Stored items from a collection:
=====
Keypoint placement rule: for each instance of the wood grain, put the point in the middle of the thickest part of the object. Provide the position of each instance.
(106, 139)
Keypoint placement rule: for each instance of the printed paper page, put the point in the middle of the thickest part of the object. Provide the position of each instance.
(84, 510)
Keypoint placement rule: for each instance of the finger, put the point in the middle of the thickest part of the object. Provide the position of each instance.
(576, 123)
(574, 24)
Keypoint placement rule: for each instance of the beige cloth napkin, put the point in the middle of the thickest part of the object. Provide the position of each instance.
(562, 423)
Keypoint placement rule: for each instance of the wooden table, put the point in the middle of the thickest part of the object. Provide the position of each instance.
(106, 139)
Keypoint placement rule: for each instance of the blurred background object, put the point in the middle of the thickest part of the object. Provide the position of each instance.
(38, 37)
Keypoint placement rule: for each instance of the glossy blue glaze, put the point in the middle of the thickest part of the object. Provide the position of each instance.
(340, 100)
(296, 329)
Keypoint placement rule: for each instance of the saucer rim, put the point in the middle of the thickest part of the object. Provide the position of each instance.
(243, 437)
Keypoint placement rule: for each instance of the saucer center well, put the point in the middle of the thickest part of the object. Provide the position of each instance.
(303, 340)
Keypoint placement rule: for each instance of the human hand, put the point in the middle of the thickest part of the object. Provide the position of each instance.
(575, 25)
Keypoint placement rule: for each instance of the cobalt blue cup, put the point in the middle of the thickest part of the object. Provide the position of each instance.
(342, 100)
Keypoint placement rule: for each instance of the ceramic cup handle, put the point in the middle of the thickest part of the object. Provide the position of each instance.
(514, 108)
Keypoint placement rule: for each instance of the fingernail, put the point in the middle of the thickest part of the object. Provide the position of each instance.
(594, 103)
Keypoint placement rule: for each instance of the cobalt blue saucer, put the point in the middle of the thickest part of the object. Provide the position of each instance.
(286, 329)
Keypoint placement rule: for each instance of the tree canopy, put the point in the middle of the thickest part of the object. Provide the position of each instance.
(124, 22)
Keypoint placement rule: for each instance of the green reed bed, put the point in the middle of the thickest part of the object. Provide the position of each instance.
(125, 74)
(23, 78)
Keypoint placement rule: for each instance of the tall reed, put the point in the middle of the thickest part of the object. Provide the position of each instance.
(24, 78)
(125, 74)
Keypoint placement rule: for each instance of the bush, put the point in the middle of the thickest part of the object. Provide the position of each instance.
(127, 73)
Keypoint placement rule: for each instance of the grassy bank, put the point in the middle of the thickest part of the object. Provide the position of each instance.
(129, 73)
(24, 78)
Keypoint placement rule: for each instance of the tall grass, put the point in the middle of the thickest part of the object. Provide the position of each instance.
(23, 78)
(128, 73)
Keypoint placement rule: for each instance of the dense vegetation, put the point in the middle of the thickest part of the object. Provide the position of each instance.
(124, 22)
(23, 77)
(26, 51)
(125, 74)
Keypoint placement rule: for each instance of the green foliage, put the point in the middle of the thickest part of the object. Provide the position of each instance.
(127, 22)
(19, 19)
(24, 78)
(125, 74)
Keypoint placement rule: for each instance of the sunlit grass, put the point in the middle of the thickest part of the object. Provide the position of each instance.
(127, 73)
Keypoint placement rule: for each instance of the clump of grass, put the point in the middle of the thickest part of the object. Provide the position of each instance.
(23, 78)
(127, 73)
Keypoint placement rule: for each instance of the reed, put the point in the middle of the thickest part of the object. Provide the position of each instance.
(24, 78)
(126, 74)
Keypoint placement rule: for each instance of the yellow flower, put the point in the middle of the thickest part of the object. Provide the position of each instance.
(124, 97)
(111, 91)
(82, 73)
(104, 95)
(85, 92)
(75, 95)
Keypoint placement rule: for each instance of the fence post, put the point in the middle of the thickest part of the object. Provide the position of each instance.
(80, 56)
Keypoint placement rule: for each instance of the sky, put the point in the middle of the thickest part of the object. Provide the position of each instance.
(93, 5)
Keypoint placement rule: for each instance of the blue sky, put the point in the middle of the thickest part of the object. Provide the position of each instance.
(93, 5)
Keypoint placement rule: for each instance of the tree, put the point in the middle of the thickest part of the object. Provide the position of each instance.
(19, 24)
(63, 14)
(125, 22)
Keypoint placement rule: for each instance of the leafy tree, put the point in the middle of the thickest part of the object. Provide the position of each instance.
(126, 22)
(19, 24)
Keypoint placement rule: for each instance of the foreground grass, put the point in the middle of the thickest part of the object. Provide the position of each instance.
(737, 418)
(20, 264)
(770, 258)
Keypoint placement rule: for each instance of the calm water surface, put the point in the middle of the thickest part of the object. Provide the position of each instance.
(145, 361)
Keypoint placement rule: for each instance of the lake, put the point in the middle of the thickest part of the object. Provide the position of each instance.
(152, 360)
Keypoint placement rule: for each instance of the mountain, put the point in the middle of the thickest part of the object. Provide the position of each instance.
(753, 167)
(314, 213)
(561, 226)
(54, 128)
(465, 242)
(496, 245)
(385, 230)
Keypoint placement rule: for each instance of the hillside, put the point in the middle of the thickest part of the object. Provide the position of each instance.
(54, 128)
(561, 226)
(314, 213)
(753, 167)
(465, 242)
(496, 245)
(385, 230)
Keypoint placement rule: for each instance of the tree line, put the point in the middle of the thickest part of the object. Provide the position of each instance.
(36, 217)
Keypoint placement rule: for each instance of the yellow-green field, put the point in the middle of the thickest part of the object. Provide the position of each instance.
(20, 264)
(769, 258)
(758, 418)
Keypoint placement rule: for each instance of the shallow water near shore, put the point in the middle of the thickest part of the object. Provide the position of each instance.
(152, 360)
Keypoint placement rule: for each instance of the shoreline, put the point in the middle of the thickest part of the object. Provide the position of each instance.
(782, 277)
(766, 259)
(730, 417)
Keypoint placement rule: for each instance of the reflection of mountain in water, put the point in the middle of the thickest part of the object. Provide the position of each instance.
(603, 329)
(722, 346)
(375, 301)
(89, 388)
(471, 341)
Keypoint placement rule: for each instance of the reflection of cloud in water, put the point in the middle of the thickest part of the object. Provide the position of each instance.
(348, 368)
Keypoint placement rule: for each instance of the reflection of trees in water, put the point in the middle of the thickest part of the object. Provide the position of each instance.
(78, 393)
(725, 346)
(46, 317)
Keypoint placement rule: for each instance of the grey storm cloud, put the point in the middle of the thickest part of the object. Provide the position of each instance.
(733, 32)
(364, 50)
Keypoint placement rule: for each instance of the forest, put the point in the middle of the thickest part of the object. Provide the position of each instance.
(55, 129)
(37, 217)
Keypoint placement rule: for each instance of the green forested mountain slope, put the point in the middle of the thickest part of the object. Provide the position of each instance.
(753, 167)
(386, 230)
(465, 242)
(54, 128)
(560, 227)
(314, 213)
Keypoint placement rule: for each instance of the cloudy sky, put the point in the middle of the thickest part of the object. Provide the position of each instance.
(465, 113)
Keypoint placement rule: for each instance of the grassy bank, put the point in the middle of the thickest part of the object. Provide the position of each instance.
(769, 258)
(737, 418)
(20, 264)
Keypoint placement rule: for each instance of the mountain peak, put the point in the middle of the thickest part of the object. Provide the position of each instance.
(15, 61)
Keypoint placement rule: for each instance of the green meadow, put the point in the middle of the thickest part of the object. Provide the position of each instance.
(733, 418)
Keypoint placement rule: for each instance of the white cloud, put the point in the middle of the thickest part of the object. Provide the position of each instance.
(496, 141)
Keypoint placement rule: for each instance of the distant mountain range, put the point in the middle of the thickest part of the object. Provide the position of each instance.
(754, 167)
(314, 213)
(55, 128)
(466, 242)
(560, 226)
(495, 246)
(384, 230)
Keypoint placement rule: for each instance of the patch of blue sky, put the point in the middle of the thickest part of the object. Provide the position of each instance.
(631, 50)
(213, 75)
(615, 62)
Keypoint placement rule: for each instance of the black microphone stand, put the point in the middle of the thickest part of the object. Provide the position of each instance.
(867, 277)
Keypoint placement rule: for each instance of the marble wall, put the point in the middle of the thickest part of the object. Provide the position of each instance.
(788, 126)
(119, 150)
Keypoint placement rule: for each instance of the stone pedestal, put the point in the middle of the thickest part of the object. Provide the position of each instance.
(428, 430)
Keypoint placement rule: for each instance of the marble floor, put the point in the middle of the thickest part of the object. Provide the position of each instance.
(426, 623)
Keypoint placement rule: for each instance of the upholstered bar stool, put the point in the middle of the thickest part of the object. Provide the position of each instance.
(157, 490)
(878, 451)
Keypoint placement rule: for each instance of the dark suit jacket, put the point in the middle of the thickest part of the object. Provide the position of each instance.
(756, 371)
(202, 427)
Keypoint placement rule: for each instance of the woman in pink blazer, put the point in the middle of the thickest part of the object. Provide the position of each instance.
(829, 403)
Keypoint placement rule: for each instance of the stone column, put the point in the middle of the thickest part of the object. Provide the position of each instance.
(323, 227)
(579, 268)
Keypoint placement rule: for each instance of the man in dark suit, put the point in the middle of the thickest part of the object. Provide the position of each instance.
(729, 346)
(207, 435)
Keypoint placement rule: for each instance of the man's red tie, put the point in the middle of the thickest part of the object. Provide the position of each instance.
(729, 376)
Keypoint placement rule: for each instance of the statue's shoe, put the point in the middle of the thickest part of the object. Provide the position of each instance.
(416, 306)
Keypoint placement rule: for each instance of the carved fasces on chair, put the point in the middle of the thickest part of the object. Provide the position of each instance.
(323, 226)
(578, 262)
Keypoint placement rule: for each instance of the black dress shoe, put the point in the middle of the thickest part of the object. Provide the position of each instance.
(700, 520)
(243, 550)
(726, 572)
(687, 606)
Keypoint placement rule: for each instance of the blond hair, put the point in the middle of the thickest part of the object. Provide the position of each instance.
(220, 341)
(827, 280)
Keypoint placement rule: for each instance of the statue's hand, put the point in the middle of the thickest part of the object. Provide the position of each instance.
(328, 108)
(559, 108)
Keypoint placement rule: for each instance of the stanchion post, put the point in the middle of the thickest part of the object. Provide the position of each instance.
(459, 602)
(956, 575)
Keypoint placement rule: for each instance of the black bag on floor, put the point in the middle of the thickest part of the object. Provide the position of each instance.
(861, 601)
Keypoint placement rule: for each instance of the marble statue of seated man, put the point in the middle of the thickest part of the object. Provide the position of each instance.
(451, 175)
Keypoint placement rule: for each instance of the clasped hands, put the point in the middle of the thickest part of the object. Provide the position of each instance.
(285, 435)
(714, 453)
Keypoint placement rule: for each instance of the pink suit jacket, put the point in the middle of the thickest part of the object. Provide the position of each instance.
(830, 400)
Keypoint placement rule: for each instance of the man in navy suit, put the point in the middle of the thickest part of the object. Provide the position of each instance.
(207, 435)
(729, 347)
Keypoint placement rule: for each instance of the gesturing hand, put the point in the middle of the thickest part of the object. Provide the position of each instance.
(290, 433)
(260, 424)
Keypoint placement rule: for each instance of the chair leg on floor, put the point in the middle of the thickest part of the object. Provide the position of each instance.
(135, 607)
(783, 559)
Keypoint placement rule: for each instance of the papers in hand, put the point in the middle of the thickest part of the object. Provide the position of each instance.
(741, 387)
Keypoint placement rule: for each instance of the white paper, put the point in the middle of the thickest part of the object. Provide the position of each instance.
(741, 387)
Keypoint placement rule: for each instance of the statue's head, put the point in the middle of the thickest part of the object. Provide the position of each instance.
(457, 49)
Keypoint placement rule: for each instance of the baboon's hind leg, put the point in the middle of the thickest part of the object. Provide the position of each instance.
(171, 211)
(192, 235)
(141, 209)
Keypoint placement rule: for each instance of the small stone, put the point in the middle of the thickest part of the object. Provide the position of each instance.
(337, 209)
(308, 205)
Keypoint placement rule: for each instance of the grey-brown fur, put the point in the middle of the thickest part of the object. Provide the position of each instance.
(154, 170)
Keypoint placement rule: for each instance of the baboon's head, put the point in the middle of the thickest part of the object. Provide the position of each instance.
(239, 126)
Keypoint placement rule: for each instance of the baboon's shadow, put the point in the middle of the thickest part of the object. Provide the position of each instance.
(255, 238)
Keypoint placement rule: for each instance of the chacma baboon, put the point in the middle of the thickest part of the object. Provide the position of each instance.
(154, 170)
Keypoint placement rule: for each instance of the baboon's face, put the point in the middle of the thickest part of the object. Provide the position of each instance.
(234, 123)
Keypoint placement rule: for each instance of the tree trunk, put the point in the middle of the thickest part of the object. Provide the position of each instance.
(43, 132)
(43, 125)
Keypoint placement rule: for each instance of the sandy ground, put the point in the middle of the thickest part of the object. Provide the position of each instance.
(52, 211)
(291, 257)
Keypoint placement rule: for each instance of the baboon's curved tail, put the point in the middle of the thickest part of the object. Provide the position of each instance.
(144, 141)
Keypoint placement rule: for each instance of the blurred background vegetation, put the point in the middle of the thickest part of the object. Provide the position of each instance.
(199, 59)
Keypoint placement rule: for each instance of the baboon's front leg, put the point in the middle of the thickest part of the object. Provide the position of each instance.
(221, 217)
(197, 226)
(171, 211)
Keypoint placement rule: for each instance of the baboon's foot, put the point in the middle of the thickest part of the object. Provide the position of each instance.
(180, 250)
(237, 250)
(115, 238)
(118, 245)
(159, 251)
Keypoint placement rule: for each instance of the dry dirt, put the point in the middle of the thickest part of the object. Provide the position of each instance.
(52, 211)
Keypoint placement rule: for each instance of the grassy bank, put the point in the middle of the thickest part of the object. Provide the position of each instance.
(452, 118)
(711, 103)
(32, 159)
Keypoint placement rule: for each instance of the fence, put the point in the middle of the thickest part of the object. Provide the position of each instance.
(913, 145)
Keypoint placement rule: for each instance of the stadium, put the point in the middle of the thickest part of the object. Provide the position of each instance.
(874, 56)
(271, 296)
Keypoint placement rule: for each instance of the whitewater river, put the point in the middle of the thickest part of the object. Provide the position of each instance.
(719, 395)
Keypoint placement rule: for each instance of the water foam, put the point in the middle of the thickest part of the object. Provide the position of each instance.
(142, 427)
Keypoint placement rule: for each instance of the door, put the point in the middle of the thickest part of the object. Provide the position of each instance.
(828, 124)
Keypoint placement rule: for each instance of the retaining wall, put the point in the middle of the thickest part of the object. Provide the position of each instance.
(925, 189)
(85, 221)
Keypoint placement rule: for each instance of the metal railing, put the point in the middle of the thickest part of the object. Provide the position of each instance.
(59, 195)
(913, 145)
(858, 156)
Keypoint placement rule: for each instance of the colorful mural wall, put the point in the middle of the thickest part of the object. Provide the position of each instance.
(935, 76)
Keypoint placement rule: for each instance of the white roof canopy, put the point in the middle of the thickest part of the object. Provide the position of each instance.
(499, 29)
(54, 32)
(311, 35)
=====
Objective:
Beginning at the line containing "Keypoint placement rule: for each instance of the whitewater" and going through the end of the material, reproduce every line in that span and add 117 to each number in the answer coordinates.

Output:
Keypoint placement rule: for each instance of the whitewater river, put the point in the middle of the thickest part of the object. Provide the position of each instance.
(836, 512)
Keypoint placement rule: for each instance of the water foam, put the point in the middle of the thickest part of the object. Provide the position of each instance.
(259, 544)
Keypoint placement rule: for each instance of the door, put the point in the middle of the thickest part of the object. Provide the position of each instance.
(945, 241)
Keypoint placement rule: for each instance of the retaining wall, put the point in the middle of the thickest part of the object. Provide the position of each instance.
(1042, 306)
(202, 338)
Keypoint placement rule: for each instance of the metal railing, put the point in the middle of the thickest part of the object. Provide the position of each instance.
(176, 312)
(1030, 262)
(975, 273)
Keypoint placement rule: for each instance of the colorful mural wall, put the point in the middle of the thickest part of the object. Provide the position of each instance.
(1052, 193)
Keypoint placement rule: for each instance of the white roof canopy, put the point in the middle of the thickest part of the object. Provide the position of each instance.
(616, 146)
(171, 149)
(428, 152)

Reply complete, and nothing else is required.